__Potongan Dokumen__
########
Para penentang khawatir, meski mereka mendapatkan wilayah Palestina termasuk Yerusalem di dalamnya, pertahanan mereka tidak akan bertahan.
Menurut mereka, pertahanan Peradaban Islam harus diruntuhkan terlebih dahulu, sebelum mereka mengambil alih Yerusalem dan Palestina.
Pilihan Pasukan Salib sepertinya tepat untuk sesaat. Pada November 1219 M, Pasukan Salib melanjutkan menyerang Damietta. Setelah menerobos reruntuhan menara, pertahanan kota yang kini tinggal sedikit, berhasil ditembus.
Pawai ke Kairo dan Kekalahan Pasukan Salib
Meski sepertinya pilihan tepat, Damietta akan menjadi satu-satunya keberhasilan penyerbuan Pasukan Salib.
########
__Soal Latihan__
Tolong kembalikan salinan teks tentang Pasukan Salib di Damietta di atas, seluruhnya mulai dari "Para penentang khawatir, meski" terus sampai "Yerusalem dan Palestina.", tanpa mengubah satu kata pun.

__Bagian Data__
########
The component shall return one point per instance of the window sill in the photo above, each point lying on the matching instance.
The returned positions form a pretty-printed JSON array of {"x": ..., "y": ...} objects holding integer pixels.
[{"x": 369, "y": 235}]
########
__Jawaban Berikut__
Para penentang khawatir, meski mereka mendapatkan wilayah Palestina termasuk Yerusalem di dalamnya, pertahanan mereka tidak akan bertahan.
Menurut mereka, pertahanan Peradaban Islam harus diruntuhkan terlebih dahulu, sebelum mereka mengambil alih Yerusalem dan Palestina.